## [WHAT YOU SHOULD DO]
Please locate each line in the records below that contains the word "reddish" and copy every such line.

## [Dataset excerpts on object pointing]

----

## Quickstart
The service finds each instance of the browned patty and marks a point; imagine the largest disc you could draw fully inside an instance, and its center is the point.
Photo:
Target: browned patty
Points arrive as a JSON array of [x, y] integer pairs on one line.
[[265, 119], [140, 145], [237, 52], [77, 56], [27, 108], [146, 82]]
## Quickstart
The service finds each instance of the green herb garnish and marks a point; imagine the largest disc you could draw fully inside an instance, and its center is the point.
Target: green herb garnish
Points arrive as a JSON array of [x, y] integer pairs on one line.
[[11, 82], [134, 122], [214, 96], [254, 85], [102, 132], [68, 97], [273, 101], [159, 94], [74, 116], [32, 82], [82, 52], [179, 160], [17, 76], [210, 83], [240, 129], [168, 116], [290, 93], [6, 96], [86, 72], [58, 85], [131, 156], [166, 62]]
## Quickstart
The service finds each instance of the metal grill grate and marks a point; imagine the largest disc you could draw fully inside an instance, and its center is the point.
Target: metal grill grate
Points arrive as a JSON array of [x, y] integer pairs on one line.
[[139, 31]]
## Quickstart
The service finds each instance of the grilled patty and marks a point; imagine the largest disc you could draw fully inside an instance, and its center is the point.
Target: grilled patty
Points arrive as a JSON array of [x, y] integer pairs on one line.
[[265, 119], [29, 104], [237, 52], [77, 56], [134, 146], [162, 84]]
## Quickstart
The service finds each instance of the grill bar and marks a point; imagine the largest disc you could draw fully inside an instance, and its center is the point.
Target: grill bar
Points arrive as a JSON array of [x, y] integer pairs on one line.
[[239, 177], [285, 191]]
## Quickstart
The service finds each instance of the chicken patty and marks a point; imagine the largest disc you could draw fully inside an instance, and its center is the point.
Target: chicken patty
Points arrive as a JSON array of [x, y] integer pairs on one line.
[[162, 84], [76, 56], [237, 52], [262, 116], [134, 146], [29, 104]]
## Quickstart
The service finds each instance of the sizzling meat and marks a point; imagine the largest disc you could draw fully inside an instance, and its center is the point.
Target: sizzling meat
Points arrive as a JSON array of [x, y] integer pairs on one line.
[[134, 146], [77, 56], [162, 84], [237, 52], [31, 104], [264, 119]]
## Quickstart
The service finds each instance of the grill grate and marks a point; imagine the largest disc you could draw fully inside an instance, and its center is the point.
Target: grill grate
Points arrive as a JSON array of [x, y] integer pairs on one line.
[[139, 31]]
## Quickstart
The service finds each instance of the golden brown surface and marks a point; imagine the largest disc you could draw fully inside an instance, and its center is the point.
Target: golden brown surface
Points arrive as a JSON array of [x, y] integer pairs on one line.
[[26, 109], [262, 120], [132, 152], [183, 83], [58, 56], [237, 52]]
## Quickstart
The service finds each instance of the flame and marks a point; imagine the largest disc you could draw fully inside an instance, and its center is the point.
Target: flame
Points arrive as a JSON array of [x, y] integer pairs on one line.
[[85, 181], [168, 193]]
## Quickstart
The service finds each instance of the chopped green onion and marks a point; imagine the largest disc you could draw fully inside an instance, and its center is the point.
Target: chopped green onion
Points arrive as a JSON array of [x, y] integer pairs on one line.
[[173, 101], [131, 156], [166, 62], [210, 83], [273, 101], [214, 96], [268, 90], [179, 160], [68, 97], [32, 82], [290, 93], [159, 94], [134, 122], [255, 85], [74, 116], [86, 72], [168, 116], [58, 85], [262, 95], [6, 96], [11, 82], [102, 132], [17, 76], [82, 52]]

----

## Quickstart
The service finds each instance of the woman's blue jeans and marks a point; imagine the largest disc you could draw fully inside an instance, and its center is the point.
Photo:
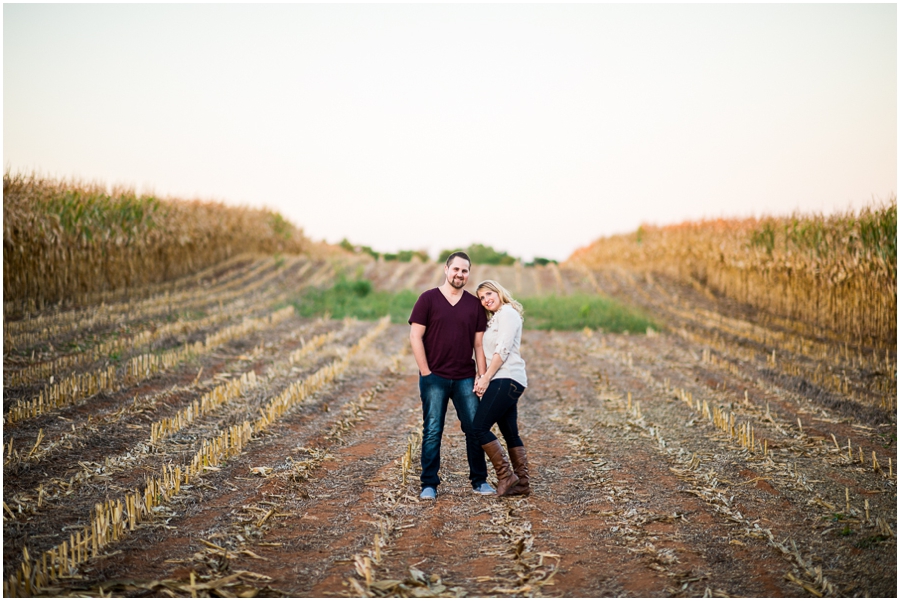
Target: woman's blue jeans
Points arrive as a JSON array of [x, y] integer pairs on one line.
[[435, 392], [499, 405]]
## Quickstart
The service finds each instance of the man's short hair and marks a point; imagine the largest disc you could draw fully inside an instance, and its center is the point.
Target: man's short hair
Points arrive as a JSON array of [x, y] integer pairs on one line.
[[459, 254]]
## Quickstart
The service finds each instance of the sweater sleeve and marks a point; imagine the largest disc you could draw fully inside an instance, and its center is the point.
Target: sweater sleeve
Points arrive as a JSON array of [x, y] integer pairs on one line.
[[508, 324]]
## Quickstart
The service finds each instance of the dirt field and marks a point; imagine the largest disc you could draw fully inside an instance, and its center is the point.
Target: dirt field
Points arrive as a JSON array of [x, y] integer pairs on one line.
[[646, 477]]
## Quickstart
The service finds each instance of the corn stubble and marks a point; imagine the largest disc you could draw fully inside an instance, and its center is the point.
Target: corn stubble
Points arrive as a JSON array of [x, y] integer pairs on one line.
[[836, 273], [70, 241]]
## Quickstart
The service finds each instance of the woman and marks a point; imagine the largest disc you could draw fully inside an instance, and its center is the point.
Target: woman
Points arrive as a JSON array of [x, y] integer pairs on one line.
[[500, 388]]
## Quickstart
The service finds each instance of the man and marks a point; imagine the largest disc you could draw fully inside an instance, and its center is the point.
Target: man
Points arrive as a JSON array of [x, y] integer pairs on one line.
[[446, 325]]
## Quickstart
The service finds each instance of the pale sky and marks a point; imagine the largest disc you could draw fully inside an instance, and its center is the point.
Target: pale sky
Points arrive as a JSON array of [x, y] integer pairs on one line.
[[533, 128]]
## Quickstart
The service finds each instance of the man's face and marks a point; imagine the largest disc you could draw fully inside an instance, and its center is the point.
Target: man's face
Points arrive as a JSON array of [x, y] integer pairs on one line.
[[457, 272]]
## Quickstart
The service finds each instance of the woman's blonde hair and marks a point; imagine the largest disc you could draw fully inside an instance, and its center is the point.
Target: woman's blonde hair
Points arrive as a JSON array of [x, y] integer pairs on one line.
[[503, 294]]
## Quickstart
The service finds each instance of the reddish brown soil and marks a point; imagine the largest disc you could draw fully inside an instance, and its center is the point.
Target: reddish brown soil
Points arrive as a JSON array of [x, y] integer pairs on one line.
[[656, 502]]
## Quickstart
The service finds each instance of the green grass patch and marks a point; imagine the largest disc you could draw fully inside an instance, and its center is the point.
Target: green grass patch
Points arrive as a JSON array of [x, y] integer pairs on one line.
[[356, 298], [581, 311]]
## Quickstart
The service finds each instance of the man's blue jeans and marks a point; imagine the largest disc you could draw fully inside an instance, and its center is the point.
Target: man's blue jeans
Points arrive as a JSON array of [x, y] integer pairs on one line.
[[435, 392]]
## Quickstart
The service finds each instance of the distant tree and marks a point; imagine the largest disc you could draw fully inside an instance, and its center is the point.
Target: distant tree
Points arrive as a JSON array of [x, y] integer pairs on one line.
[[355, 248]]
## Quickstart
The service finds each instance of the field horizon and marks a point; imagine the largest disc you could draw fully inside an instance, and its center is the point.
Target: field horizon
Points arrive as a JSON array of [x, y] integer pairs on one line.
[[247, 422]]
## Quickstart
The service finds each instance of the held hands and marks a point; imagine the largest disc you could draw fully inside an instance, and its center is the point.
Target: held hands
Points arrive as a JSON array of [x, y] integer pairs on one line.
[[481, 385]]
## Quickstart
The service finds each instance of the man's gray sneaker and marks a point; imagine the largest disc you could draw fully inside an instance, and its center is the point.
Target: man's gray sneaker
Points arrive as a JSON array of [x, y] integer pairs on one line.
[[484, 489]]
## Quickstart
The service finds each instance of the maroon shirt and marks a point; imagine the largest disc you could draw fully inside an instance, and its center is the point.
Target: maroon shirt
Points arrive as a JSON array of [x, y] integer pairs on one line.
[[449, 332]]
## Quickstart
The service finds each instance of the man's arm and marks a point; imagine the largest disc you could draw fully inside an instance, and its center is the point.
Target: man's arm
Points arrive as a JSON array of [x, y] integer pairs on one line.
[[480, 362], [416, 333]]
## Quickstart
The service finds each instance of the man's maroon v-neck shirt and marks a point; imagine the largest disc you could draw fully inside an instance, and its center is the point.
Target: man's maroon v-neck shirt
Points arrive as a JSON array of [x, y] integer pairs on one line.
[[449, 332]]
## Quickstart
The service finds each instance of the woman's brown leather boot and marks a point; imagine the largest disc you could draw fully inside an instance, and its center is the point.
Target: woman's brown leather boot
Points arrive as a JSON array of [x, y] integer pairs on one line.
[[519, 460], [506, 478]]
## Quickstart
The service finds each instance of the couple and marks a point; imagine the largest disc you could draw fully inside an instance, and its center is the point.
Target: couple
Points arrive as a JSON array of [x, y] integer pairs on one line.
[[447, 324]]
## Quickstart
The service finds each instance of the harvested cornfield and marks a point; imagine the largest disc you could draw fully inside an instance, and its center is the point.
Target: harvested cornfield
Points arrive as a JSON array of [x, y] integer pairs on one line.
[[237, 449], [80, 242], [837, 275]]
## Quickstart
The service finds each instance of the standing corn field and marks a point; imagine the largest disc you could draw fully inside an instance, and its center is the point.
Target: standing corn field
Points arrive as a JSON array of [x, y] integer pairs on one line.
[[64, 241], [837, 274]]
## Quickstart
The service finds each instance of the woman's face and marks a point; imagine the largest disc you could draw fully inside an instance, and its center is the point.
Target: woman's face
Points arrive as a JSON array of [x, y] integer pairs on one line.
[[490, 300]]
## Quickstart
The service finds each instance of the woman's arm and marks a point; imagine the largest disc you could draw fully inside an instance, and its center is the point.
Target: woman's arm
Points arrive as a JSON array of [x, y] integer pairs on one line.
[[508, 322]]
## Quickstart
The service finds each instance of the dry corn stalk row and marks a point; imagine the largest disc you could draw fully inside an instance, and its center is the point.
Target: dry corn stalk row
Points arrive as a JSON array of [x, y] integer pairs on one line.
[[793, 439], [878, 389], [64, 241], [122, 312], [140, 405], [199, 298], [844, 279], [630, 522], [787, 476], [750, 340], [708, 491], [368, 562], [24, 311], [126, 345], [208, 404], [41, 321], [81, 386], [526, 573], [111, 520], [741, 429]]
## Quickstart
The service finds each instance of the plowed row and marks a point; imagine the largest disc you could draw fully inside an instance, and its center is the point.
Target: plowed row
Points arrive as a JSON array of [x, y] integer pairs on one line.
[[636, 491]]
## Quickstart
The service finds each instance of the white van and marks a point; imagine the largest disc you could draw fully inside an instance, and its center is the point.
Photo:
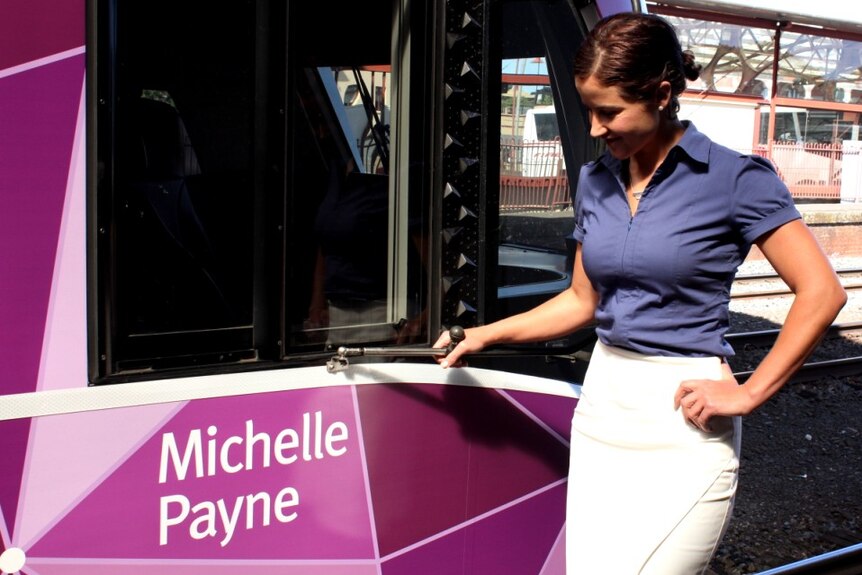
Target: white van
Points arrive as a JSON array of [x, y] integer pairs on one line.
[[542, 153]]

----

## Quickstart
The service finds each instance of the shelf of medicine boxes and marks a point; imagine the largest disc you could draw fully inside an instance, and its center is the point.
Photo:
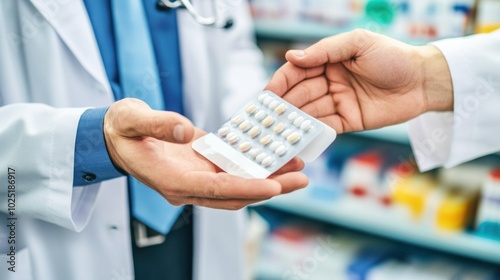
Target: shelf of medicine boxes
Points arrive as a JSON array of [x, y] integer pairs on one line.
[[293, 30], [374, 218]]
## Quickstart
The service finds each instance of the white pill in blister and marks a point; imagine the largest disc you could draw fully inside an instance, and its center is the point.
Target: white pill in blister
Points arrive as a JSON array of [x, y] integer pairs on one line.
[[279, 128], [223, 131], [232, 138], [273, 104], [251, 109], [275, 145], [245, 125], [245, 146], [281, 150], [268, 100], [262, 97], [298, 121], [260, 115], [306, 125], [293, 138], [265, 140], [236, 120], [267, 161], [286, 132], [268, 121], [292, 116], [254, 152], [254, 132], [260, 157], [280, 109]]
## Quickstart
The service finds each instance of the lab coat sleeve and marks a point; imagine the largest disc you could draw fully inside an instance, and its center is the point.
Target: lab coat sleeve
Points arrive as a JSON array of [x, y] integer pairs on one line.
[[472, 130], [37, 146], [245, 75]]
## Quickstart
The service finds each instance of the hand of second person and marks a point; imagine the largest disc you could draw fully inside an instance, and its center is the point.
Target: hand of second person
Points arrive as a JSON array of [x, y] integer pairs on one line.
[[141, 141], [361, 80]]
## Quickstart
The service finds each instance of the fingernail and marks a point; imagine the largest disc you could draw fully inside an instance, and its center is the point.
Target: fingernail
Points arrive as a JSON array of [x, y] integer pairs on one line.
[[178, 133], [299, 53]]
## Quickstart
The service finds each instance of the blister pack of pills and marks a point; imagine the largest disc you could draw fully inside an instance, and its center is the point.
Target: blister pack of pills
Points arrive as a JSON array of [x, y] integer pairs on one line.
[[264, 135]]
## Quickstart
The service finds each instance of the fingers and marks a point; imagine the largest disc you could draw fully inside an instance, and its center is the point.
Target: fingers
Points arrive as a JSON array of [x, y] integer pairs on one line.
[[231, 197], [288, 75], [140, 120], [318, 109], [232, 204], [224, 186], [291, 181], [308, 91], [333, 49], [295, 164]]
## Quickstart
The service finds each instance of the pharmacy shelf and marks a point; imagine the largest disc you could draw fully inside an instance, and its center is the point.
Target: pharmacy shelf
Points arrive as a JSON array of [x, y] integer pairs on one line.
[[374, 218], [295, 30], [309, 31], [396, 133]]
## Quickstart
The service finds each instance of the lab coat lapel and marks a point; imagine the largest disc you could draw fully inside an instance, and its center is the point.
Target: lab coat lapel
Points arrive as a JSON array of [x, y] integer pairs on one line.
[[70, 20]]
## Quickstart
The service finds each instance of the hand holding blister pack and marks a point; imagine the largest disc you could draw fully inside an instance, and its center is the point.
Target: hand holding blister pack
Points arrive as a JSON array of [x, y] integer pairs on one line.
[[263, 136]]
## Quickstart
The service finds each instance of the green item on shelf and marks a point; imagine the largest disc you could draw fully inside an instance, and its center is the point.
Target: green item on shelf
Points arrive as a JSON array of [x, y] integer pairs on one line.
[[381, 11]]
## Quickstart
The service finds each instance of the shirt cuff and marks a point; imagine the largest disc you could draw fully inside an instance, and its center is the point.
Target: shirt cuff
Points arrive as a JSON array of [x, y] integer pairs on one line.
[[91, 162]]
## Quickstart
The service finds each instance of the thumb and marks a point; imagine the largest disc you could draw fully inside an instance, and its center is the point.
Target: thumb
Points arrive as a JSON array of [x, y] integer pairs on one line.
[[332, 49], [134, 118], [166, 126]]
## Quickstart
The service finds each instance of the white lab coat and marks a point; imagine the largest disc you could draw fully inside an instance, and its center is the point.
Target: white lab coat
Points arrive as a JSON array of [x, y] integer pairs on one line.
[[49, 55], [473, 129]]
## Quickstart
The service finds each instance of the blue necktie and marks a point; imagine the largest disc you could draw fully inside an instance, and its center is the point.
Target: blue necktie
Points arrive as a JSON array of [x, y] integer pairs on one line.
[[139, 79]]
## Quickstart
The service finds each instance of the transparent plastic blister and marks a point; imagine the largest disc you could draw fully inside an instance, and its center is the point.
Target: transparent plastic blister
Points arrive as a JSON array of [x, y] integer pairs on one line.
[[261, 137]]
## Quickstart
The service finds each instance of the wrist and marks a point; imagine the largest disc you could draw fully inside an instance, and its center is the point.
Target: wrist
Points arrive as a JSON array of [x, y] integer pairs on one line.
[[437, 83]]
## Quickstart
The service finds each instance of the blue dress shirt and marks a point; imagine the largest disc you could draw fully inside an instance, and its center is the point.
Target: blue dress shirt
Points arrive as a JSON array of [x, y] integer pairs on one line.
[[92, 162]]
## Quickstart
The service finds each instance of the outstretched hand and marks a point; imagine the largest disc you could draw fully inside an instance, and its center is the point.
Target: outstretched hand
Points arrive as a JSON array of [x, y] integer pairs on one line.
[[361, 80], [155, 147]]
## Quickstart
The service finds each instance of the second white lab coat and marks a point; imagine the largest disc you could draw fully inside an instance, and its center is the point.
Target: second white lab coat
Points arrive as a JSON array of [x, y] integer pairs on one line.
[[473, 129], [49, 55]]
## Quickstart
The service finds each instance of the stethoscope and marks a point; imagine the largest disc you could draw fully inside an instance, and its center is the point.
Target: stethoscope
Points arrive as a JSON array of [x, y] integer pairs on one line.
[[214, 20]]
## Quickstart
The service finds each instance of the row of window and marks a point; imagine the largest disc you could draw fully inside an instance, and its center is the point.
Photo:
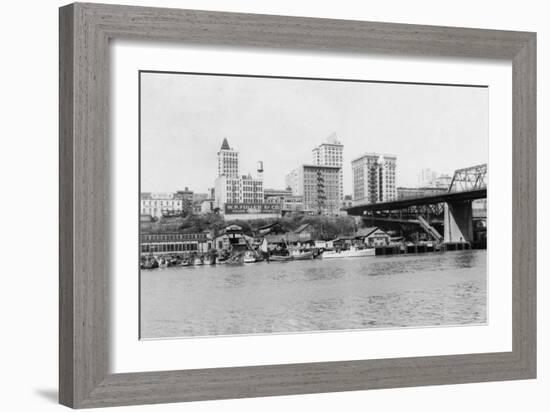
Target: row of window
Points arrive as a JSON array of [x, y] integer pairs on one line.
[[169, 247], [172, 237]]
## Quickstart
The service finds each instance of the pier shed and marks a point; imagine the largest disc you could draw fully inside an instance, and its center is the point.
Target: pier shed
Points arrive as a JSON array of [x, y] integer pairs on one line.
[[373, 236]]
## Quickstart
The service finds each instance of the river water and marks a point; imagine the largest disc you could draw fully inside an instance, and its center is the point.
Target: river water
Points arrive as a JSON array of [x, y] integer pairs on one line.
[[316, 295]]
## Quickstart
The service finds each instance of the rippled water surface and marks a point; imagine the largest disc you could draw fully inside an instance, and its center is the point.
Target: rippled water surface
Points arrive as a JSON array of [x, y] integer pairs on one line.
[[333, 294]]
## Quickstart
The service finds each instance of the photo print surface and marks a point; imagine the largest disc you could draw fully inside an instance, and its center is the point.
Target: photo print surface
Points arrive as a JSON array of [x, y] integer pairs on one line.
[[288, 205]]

----

## [RESPONSE TO THE EXERCISE]
The service finds each instance of the reddish brown soil and marks a point; imagine the largest disc you could draw fully inside an instance, and its center is the point.
Target: reddish brown soil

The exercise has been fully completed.